> _Text segment_:
+ + + + + + +

The above-indicated straight line represents the center line of the 
oscillating range. In this case, the oscillating range can be minimized, 
leading to improved welding efficiency. 
In a further preferred form of the present process, the plurality of laser 
beams consist of a first beam and a second beam which are focussed at 
respective two spots on the workpieces and which have different amounts of 
energy. The two spots are spaced from each other in the direction of 
extension of the interface. In this case, the amounts of energy of the 
first and second laser beams are determined as needed depending upon the 
specific welding condition, so that the welding accuracy is improved. 
In one advantageous arrangement of the above preferred form of the 
invention, the second laser beam has a larger amount of energy than the 
first laser beam, and the first laser beam precedes the second laser beam 
in a direction of relative movements of the spots of the first and second 
laser beams and the workpieces in the direction of extension of the 
interface. In this arrangement, each region of the workpieces along the 
interface is irradiated first by the first laser beam having the 
relatively small amount of energy, and then by the second laser beam 
having the relatively large amount of energy, while the beam spots and the 
workpieces are moved relative to each other in the direction of the 
interface. Thus, the first laser beam functions as a preliminary heating 
beam, while the second laser beam functions as a primary heating beam for 
heating or fusing the spot pre-heated by the preliminary heating beam, 
with higher efficiency of absorption of energy in the workpieces upon 
irradiation by the second laser, whereby a comparatively large weld zone 
or bead is obtained on the back side of the workpieces remote from the 
surfaces upon which the laser beams are incident. 
In a still further preferred form of the present laser welding process, the 
spots of the laser beams and the workpieces are fed relative to each other 
in the direction of extension of the interface while at the same time the 
spots are oscillated in a direction perpendicular to the direction of 
extension of the interface. Where the speed of the relative movement of 
the laser beam spots and the workpieces is held constant, the speed of 
movement of the laser beam spots on the workpieces in the direction of 
extension of the interface is also held constant, permitting even 
distribution of heat in the direction of extension of the interface. 
The second object indicated above may be achieved according to a second 
aspect of this invention, which provides an apparatus for welding together 
workpieces butted together at an interface, comprising: (i) a focussing 
device for focusing a plurality of laser beams on surfaces of the 
workpieces such that spots of the laser beams are spaced from each other 
in a direction of extension of the interface; (ii) an oscillating device 
for oscillating the spots of the laser beams at a predetermined frequency 
relative to the workpieces in a direction intersection the direction of 
extension of the interface such that the spots are moved across the 
interface; and (iii) a feeding device for feeding the spots of the laser 
beams and the workpieces relative to each other in the direction of 
extension of the interface. 
In the present welding apparatus, the focussing device is adapted to focus 
the laser beams on the surfaces of the workpieces such that the beam spots 
are located in the vicinity of the interface, and the feeding device and 
the oscillating device are adapted to move the spots of the laser beams 
relative to the workpieces along the interface and at the same time 
oscillate the beam spots in the direction perpendicular to the interface 
such that the spots are moved across the interface, whereby the workpieces 
are. welded together. Consequently, the present welding apparatus makes it 
possible to increase the speed of the relative movements of the spots of 
the laser beams and the workpieces, that is, the welding speed, without 
increasing the oscillating frequency of the laser beam spots, even when 
the total energy of the laser beams is the same as the energy of a single 
beam in the known apparatus.

+ + + + + + +

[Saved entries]

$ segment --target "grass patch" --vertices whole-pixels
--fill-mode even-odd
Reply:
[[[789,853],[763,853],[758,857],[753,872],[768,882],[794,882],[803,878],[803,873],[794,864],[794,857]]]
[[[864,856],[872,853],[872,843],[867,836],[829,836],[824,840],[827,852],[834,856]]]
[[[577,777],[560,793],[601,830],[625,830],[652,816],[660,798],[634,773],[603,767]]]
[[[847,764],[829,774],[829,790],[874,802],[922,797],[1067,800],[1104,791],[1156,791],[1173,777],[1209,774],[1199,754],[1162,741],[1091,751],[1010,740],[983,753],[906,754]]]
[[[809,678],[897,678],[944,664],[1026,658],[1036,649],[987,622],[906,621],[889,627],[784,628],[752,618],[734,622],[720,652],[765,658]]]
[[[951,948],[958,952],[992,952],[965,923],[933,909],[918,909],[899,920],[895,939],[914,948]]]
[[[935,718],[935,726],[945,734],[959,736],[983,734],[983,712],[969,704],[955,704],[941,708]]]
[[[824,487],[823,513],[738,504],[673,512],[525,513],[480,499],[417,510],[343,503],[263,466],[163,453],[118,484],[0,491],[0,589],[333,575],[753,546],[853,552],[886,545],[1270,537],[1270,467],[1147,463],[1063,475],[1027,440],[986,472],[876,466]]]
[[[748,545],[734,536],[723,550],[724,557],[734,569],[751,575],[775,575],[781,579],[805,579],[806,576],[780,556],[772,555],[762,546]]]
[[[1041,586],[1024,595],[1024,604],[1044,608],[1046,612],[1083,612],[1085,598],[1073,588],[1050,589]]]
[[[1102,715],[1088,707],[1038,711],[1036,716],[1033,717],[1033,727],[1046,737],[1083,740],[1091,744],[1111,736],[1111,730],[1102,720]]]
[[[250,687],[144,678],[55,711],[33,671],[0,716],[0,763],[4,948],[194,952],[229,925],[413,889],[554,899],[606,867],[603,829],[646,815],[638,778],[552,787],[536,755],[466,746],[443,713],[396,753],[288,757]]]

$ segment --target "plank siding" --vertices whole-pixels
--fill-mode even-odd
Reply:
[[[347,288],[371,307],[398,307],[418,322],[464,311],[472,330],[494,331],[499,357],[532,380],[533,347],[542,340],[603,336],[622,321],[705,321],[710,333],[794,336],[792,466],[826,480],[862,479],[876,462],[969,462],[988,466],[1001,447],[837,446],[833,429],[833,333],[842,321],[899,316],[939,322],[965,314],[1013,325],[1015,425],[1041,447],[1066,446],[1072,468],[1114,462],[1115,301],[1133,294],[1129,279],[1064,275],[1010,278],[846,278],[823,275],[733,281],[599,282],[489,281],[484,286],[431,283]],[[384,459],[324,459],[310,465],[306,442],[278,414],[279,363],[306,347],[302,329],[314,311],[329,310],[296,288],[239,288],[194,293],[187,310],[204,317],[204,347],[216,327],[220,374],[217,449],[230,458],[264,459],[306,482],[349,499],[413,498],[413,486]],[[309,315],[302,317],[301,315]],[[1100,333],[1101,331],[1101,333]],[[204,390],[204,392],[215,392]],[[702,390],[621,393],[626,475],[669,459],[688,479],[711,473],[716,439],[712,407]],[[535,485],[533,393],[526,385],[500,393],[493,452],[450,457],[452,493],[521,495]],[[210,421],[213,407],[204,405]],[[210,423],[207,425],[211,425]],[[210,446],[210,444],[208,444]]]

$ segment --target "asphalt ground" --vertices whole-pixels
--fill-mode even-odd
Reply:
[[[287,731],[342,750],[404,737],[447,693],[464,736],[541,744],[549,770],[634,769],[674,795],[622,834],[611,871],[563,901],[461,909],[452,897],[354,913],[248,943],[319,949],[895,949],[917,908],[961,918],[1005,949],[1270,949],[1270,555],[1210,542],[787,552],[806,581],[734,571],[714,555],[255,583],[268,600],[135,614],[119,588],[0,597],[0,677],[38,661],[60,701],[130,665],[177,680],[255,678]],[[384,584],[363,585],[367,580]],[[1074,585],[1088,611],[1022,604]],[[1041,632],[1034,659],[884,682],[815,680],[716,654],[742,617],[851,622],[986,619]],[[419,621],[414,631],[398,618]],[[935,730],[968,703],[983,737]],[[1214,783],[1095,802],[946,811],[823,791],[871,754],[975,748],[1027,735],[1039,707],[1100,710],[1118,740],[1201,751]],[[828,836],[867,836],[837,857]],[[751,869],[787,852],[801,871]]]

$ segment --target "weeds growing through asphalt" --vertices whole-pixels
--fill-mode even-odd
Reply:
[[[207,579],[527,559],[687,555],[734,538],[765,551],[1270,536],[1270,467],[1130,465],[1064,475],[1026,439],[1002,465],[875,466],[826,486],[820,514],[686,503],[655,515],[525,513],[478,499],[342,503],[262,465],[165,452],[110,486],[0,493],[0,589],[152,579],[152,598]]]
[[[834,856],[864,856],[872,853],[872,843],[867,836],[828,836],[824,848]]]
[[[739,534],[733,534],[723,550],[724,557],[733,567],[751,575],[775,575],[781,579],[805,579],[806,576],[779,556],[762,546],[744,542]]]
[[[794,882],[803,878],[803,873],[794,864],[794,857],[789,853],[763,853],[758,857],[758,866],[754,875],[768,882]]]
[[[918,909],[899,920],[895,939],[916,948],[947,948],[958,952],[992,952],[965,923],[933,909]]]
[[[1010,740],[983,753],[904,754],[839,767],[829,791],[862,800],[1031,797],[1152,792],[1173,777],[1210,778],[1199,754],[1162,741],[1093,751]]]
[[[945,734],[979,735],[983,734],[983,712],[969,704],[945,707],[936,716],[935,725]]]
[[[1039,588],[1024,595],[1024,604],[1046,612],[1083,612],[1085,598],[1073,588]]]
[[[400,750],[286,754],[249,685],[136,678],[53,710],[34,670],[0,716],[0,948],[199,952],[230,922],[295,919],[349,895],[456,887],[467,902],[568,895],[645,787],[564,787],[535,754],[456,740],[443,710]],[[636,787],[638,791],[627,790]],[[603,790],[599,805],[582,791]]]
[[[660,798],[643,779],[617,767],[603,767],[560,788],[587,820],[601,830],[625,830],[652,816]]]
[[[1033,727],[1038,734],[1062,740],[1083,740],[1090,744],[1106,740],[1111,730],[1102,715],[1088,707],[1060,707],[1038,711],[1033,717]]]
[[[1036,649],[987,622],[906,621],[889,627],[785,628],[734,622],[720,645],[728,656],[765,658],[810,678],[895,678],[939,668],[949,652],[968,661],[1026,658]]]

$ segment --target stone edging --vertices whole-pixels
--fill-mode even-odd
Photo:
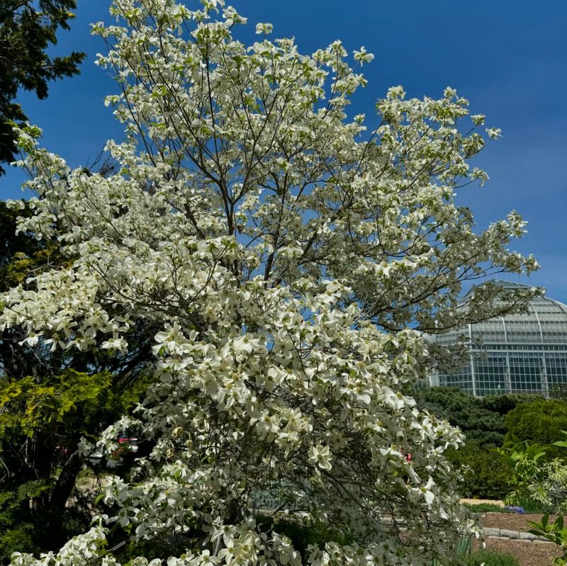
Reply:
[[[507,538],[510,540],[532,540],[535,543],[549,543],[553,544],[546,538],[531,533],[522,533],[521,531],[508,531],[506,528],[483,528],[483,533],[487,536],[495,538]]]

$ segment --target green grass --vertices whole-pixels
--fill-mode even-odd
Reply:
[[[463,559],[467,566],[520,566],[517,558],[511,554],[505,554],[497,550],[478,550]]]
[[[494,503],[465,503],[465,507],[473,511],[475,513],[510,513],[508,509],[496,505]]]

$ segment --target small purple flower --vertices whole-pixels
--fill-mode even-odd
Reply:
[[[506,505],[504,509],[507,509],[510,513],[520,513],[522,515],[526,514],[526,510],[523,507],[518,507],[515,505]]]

+ + + + + + +

> _Stated exercise_:
Write out the part of the laser welding passage starting with "In a further" and going on through "accuracy is improved.". Rely only on the laser welding passage.

> _Task solution_:
In a further preferred form of the present process, the plurality of laser 
beams consist of a first beam and a second beam which are focussed at 
respective two spots on the workpieces and which have different amounts of 
energy. The two spots are spaced from each other in the direction of 
extension of the interface. In this case, the amounts of energy of the 
first and second laser beams are determined as needed depending upon the 
specific welding condition, so that the welding accuracy is improved.